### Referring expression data
——————————

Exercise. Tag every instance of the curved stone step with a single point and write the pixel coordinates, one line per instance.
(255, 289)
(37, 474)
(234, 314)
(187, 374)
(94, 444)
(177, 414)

——————————

### Description of the task
Each line in the records above must be returned exactly as it stands.

### Solution below
Exercise. Tag every instance of the curved stone step with a single point and write the pixel coordinates, one line per instance.
(255, 289)
(37, 474)
(234, 314)
(187, 374)
(94, 444)
(177, 414)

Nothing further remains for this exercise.